>>>>

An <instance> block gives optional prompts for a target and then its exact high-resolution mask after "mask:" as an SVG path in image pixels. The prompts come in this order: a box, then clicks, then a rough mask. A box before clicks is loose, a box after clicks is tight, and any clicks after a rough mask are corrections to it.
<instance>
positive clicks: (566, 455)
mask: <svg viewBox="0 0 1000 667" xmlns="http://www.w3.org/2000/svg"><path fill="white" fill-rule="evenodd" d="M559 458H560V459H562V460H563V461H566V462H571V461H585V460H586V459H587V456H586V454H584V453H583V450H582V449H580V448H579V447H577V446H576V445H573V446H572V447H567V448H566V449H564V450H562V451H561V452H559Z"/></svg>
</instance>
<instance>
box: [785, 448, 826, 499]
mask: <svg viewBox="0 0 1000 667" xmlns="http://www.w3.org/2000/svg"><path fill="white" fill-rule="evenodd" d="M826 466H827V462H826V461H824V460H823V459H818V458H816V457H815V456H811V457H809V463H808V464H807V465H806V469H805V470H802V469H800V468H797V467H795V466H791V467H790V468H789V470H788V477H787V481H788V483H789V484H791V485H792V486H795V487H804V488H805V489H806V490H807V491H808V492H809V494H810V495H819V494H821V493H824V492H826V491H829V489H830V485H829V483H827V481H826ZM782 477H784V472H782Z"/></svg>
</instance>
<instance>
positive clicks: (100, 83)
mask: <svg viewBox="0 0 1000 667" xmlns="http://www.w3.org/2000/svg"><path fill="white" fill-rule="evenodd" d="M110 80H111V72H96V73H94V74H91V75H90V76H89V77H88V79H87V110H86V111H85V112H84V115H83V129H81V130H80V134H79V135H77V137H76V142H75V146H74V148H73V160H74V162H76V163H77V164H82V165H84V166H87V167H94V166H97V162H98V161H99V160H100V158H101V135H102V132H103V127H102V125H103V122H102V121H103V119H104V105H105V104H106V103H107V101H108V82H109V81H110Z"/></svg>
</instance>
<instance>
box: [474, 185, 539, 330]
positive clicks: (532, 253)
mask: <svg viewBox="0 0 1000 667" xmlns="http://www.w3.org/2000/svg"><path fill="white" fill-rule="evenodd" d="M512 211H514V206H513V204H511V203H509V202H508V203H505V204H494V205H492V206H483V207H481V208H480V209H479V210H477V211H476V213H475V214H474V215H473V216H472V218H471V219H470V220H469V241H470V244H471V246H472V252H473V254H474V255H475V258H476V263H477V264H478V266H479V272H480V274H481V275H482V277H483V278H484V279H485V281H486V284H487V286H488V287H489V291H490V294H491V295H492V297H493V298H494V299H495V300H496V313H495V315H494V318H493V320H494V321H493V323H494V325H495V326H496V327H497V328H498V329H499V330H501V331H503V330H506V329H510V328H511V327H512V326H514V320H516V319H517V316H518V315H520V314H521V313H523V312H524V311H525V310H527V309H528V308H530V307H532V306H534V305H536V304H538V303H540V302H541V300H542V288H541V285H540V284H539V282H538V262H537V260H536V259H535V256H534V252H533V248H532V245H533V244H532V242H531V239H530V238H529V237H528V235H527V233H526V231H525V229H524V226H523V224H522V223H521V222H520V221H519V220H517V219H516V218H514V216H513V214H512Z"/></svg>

<<<<

The task:
Every record shown above should be set down again exactly.

Result of this task:
An <instance> block gives optional prompts for a target and then its exact high-resolution mask after "mask:" as an SVG path in image pixels. The prompts come in this order: a box, then clicks, then a rough mask. A box before clicks is loose, a box after clicks is tight, and any clicks after a rough mask are corrections to it.
<instance>
positive clicks: (566, 455)
mask: <svg viewBox="0 0 1000 667" xmlns="http://www.w3.org/2000/svg"><path fill="white" fill-rule="evenodd" d="M559 458H560V459H562V460H563V461H566V462H571V461H585V460H586V459H587V456H586V454H584V453H583V450H582V449H580V448H579V447H577V446H576V445H573V446H572V447H567V448H566V449H564V450H562V451H561V452H559Z"/></svg>
</instance>
<instance>
box: [785, 448, 826, 499]
mask: <svg viewBox="0 0 1000 667" xmlns="http://www.w3.org/2000/svg"><path fill="white" fill-rule="evenodd" d="M826 466H827V462H826V461H824V460H823V459H818V458H816V457H815V456H811V457H809V463H808V464H807V465H806V469H805V470H802V469H800V468H797V467H795V466H791V467H790V468H789V470H788V477H787V481H788V483H789V484H791V485H792V486H795V487H804V488H805V489H806V490H807V491H808V492H809V494H810V495H819V494H821V493H824V492H826V491H829V489H830V485H829V483H827V481H826ZM782 477H784V472H782Z"/></svg>
</instance>
<instance>
positive clicks: (100, 83)
mask: <svg viewBox="0 0 1000 667" xmlns="http://www.w3.org/2000/svg"><path fill="white" fill-rule="evenodd" d="M110 80H111V72H96V73H94V74H91V75H90V76H89V77H88V79H87V110H86V111H85V112H84V115H83V129H81V130H80V134H79V135H77V137H76V142H75V146H74V148H73V160H74V162H76V163H77V164H82V165H84V166H87V167H94V166H97V162H98V161H99V160H100V158H101V135H102V132H103V127H102V125H103V122H102V121H103V119H104V105H105V104H106V103H107V101H108V82H109V81H110Z"/></svg>
</instance>
<instance>
box: [474, 185, 539, 330]
positive clicks: (532, 253)
mask: <svg viewBox="0 0 1000 667" xmlns="http://www.w3.org/2000/svg"><path fill="white" fill-rule="evenodd" d="M512 211H514V206H513V204H511V203H509V202H508V203H505V204H494V205H492V206H483V207H481V208H480V209H479V210H477V211H476V213H475V214H474V215H473V216H472V218H471V219H470V220H469V241H470V244H471V246H472V252H473V254H474V255H475V258H476V263H477V264H478V266H479V272H480V274H481V275H482V277H483V278H484V279H485V281H486V284H487V286H488V287H489V291H490V294H491V295H492V297H493V298H494V299H495V300H496V313H495V315H494V318H493V320H494V321H493V323H494V325H495V326H496V327H497V328H498V329H499V330H501V331H503V330H506V329H510V328H511V327H512V326H514V320H516V319H517V316H518V315H520V314H521V313H523V312H524V311H525V310H527V309H528V308H530V307H532V306H534V305H536V304H538V303H540V302H541V300H542V288H541V285H540V284H539V282H538V262H537V260H536V259H535V256H534V252H533V248H532V245H533V244H532V242H531V239H530V238H529V237H528V235H527V233H526V231H525V229H524V226H523V224H522V223H521V222H520V221H519V220H517V219H516V218H514V216H513V214H512Z"/></svg>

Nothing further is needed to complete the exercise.